In 2000, BSPP News will continue to be packaged with the April and October issues of Plant Pathology. Members who receive Plant Pathology will therefore receive BSPP News in this way. BSPP News will be distributed separately to members who receive Molecular Plant Pathology only and to members who receive neither journal. Please inform the Editor if you know of members who have not received their copy of BSPP News. From 2001, BSPP News will be distributed separately to all members, and will form part of a thrice-annual members' mailing, to include ballot papers, information about conferences, etc. This will probably be distributed in February, June and October each year.
Strange things have been happening in Norfolk this winter. Roses have produced new leaves before they have shed their old ones. Passionflowers, whose rampant tendencies should be checked by a month or two of frosty nights, have become flourishing evergreens. And folk have been walking the streets of East Dereham in shirt sleeves in early February.
Further afield, even stranger things have been happening. Titanic floods in southern Africa, snow in parts of America where it has never been seen before while Alpine ski-slopes are bare, tropical cyclones of almost unprecedented strength and frequency. And on the high plateau of Antarctica, the snow that fell last winter was the warmest for at least half a million years.
Global warming has moved from theory to fact. Most frighteningly, the rate at which the Earth is heating up is increasing, so that the average world temperature is rising exponentially. Given the rate at which the polar ice-caps are melting and the oceans are warming, low-lying parts of eastern England look set to be submerged by the rising sea level well within our lifetimes. It is no longer the distant prospect that it was just a few years ago. Apocalypse now? Imminent, at least, and if atmospheric pollution is not cut to pre-World War Two levels - and soon - it cannot be prevented.
____________________
Questions
(A) Reproduce everything in the newsletter passage from "Global warming has" down to "cannot be prevented.".
(B) According to the newsletter passage, why do low-lying parts of eastern England look set to be submerged within our lifetimes? Answer in one to three sentences.
(C) Write what comes next in the newsletter passage, starting after its final sentence.
____________________
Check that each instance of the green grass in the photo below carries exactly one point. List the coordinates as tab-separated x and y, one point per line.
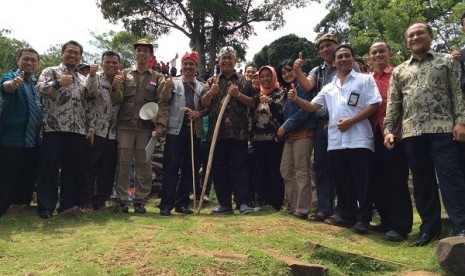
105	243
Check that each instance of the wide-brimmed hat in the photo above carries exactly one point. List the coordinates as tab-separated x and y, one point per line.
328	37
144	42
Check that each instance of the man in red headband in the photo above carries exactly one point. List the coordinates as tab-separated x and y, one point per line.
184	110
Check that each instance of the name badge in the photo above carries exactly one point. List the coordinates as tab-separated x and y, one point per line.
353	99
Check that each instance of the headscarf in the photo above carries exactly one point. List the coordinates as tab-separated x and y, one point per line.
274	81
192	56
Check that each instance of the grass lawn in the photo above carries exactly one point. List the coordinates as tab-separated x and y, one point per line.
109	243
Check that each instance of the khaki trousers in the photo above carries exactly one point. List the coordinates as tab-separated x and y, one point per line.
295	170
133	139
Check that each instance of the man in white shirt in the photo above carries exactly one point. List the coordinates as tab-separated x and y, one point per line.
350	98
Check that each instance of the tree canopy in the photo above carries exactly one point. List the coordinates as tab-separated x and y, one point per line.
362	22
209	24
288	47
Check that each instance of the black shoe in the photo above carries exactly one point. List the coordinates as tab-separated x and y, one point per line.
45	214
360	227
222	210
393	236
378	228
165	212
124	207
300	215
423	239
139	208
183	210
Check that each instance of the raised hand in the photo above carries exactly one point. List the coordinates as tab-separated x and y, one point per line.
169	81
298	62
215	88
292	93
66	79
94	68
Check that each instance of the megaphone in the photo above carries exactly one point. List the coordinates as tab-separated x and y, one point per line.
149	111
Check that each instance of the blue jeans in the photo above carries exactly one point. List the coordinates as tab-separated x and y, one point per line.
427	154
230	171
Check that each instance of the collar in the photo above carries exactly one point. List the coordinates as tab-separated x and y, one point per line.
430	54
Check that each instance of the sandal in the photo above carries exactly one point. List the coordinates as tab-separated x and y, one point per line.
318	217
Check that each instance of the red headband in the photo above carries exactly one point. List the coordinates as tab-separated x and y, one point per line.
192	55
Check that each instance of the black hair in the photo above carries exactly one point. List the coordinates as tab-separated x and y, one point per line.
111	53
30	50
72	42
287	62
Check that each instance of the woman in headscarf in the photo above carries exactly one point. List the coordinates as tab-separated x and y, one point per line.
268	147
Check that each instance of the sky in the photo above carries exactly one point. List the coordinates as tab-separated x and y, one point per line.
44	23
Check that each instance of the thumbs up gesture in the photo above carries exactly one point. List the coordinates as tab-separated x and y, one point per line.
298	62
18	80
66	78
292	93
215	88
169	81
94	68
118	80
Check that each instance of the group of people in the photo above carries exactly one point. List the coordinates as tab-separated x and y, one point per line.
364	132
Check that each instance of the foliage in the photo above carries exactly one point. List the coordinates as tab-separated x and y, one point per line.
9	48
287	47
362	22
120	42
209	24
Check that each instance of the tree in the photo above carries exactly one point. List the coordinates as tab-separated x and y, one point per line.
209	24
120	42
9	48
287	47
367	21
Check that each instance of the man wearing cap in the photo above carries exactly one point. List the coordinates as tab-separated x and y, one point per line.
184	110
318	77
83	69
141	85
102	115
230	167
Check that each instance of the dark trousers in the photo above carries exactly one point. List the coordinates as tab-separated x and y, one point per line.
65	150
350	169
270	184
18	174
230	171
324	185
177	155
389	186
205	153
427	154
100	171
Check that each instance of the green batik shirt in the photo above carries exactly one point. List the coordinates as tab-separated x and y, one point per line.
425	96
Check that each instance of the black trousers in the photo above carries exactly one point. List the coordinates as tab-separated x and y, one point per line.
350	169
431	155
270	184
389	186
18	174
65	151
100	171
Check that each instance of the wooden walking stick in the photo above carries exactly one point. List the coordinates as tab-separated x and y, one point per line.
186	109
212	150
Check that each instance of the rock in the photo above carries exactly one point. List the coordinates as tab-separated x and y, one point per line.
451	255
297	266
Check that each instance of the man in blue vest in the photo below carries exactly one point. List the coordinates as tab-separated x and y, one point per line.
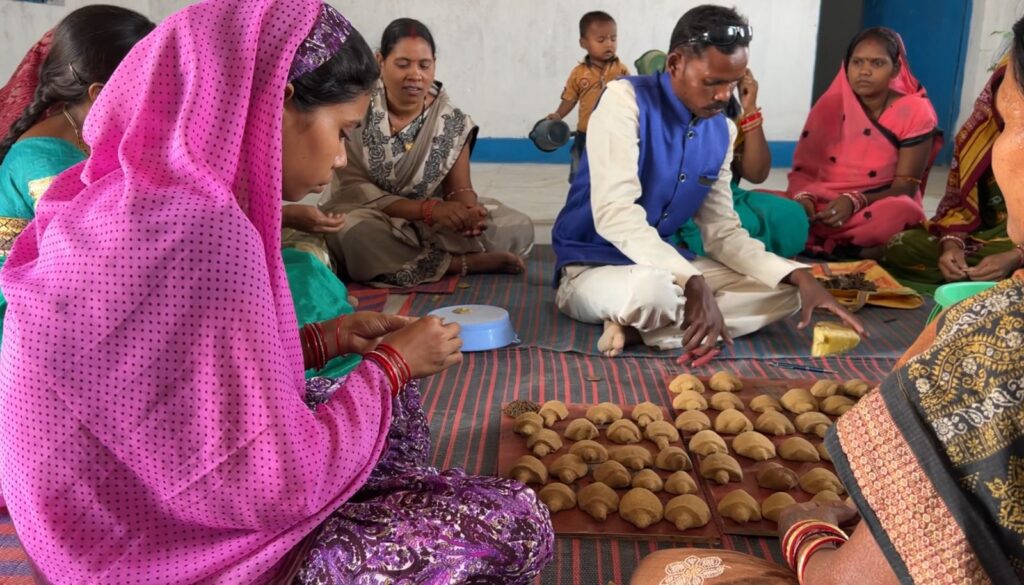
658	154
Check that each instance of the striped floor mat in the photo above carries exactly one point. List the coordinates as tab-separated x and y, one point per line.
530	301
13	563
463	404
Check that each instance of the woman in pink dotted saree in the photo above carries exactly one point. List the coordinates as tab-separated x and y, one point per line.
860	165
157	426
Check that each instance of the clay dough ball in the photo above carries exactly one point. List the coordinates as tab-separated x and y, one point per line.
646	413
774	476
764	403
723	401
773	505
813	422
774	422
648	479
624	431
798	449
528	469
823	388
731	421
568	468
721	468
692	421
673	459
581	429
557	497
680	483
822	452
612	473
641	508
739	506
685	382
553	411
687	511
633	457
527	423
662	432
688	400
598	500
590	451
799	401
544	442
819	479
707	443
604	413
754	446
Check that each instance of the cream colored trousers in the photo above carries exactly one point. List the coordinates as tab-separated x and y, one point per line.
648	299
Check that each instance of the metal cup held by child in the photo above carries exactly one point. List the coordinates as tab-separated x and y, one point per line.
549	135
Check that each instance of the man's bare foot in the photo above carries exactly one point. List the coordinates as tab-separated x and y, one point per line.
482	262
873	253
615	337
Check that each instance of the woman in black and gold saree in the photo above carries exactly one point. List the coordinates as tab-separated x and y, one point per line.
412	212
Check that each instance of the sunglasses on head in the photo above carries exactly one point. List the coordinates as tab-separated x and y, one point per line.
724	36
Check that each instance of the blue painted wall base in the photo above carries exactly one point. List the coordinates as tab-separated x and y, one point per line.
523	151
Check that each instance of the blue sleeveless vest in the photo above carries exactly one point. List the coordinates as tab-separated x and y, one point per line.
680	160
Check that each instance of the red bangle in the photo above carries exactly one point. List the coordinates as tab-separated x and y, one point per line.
____________________
Per-task answers
(A)
Global warming has moved from theory to fact. Most frighteningly, the rate at which the Earth is heating up is increasing, so that the average world temperature is rising exponentially. Given the rate at which the polar ice-caps are melting and the oceans are warming, low-lying parts of eastern England look set to be submerged by the rising sea level well within our lifetimes. It is no longer the distant prospect that it was just a few years ago. Apocalypse now? Imminent, at least, and if atmospheric pollution is not cut to pre-World War Two levels - and soon - it cannot be prevented.

(B) The polar ice-caps are melting and the oceans are warming at such a rate that the rising sea level looks set to cover them. The rate at which the Earth is heating up is also increasing, so the average world temperature is rising exponentially.

(C)
Much research funding has been spent on modelling the process of global warming in order to predict what will happen to sea levels and weather patterns. Depending on the model (particularly, what changes they predict in ocean currents), southern England will have either the present climate of the Azores or that of Iceland. When climate change models make robust predictions, they should be useful in helping organisations to plan their responses to global warming.
Much less has been spent on the biological research needed to meet the rapidly approaching challenge. No industry is more vital to peoples' well-being than agriculture. Compared to the nightmare vision of storm and flood of the climate change forecasts, studying microscopic organisms might seem a rather mundane activity. Yet plant pathology, alongside other agricultural sciences, could make the crucial difference for food production. If the British climate becomes warmer, we will have to fight off new pathogens, not previously known in these parts. If it descends into a damp, sub-Arctic chill, effective control of plant diseases may be needed to tilt the balance towards making crop production economically feasible.
Plant pathology must be part of a research programme to help secure food supplies for the new century and beyond. What diseases of our major crops are likely to become more important? What damage are they likely to do? How should we control them? And how fast do we need to act? It would be wonderful if the agricultural industry ended up being so well prepared that, as with the Millenium Bug, the public was left to wonder what all the fuss was about. At the moment, that seems scarcely possible.